**What to work on**. Would you please transcribe the data in full and exactly, excluding images?

**Given data**.
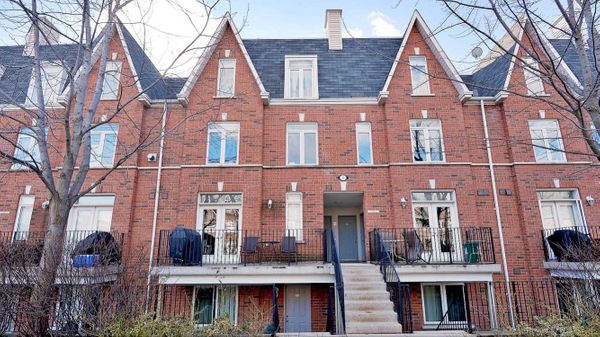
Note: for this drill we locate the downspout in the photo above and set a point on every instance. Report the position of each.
(156, 198)
(498, 218)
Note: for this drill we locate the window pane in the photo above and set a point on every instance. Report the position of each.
(310, 148)
(214, 147)
(419, 151)
(364, 148)
(432, 299)
(231, 150)
(203, 306)
(294, 148)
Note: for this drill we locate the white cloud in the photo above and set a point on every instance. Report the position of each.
(353, 32)
(381, 25)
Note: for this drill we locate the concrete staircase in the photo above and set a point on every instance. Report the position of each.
(368, 306)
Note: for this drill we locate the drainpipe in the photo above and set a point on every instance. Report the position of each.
(156, 198)
(498, 218)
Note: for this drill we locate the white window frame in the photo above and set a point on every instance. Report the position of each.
(416, 91)
(111, 66)
(226, 63)
(50, 94)
(223, 128)
(26, 201)
(299, 229)
(444, 300)
(315, 82)
(545, 138)
(362, 128)
(307, 127)
(426, 130)
(216, 302)
(533, 80)
(96, 158)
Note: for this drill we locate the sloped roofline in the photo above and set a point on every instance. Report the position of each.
(439, 53)
(183, 95)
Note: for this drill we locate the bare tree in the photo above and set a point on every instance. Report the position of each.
(522, 31)
(61, 159)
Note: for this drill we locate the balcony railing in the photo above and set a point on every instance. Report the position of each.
(469, 245)
(572, 244)
(186, 247)
(80, 248)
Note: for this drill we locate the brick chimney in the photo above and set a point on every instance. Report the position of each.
(48, 35)
(333, 27)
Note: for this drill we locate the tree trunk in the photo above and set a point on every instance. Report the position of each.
(44, 288)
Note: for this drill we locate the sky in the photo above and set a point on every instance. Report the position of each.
(165, 27)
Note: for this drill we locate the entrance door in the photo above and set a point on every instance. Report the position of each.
(297, 308)
(348, 237)
(220, 228)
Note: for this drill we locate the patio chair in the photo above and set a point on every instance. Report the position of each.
(288, 246)
(250, 247)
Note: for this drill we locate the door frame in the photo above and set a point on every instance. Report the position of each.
(285, 298)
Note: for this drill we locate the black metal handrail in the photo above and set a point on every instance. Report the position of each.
(399, 293)
(461, 245)
(247, 246)
(339, 278)
(578, 244)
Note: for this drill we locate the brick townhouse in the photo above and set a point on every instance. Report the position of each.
(297, 162)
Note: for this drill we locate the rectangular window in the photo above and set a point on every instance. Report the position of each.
(293, 214)
(27, 149)
(112, 77)
(226, 78)
(547, 141)
(52, 81)
(104, 144)
(23, 219)
(302, 144)
(533, 80)
(301, 77)
(214, 301)
(363, 143)
(426, 137)
(223, 143)
(419, 75)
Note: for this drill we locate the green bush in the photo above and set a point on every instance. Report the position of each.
(147, 326)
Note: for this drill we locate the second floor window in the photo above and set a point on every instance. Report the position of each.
(112, 77)
(27, 149)
(52, 81)
(363, 143)
(426, 137)
(301, 77)
(226, 78)
(546, 139)
(223, 139)
(419, 75)
(104, 144)
(302, 144)
(533, 80)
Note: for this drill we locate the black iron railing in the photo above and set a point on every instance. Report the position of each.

**Result below**.
Note: for this drill we locate the downspout in the photo above and set a point on every instance. Report the position of each.
(156, 198)
(498, 218)
Note: for this drill we locate the window pane in the photo above and set a point on every instance. Report the position of each.
(310, 148)
(214, 147)
(419, 151)
(364, 148)
(432, 299)
(231, 150)
(203, 306)
(294, 148)
Note: for this drill we locate the white cloud in the photo above and set a point on every instance. Report the position of each.
(353, 32)
(381, 25)
Note: for this drill we locate the concrete staircase in the photo above and set a point on every instance. Report the position of each.
(368, 306)
Note: for this drill we locate the drainpipe in the photo above and set a point on every instance. Report the position of each.
(156, 198)
(498, 218)
Note: for this drill we locate the white window frame in the photo above and set a point on every instance. Report the position of each.
(416, 91)
(111, 66)
(226, 63)
(50, 94)
(223, 128)
(26, 201)
(299, 229)
(444, 300)
(315, 82)
(545, 138)
(362, 128)
(307, 127)
(426, 130)
(216, 302)
(533, 80)
(96, 158)
Note: for this drill we locate the sloped roofline in the photo above and set a point on every instance. Report the position of each.
(439, 53)
(183, 95)
Note: for this drill we locate the bare tree in the photo above and set a point on every instance. Report the position of each.
(522, 31)
(61, 159)
Note: for this drill we locate the balcony railing in the photo above and set a point on every instance. Report the position of each.
(469, 245)
(572, 244)
(186, 247)
(80, 248)
Note: for this drill we locate the brick chimney in the photo above and set a point on every instance. Report the position of each.
(48, 35)
(333, 27)
Note: for this drill we locate the tree trunk in the photo above and set a point on every instance. Report the position of each.
(44, 288)
Note: for this drill we locate the sky in the photo above and set a point on every instance. Report the position of each.
(165, 27)
Note: for this drill we locate the entrance door in the photo above and set a point on every instance. Report the position of each.
(297, 308)
(348, 237)
(220, 228)
Note: for this drill we locate the patio chair in the photo above and set a point on every instance. Report the position of each.
(288, 246)
(250, 247)
Note: for this drill we locate the door frame in the photo above and set a point on every instance. Report the position of each.
(285, 298)
Note: for this drill we locate the black metal handrail in the photo above and set a point on every instance. Report the position of each.
(399, 293)
(461, 245)
(247, 246)
(339, 278)
(578, 244)
Note: for this drill we locate the brick townhouse in the photo above and set a point on every instance. Report the position of each.
(297, 162)
Note: for this drill we locate the rectangular window in the photo above and set a point on every instance. Report the position of each.
(293, 214)
(27, 149)
(112, 77)
(226, 78)
(547, 141)
(52, 81)
(104, 144)
(23, 219)
(302, 144)
(533, 80)
(301, 77)
(214, 301)
(363, 143)
(426, 137)
(223, 143)
(419, 75)
Note: for this drill we locate the green bush in the photo above and set a point on every instance. Report the position of each.
(147, 326)
Note: for this drill we locate the second floor window in the photo above and set a point on every instance. Report the position of each.
(112, 77)
(27, 149)
(52, 81)
(363, 143)
(426, 137)
(301, 77)
(226, 78)
(546, 139)
(223, 139)
(419, 75)
(104, 144)
(302, 144)
(533, 80)
Note: for this drill we locate the black iron railing in the photo above and set a point on every instance. Report the position of each.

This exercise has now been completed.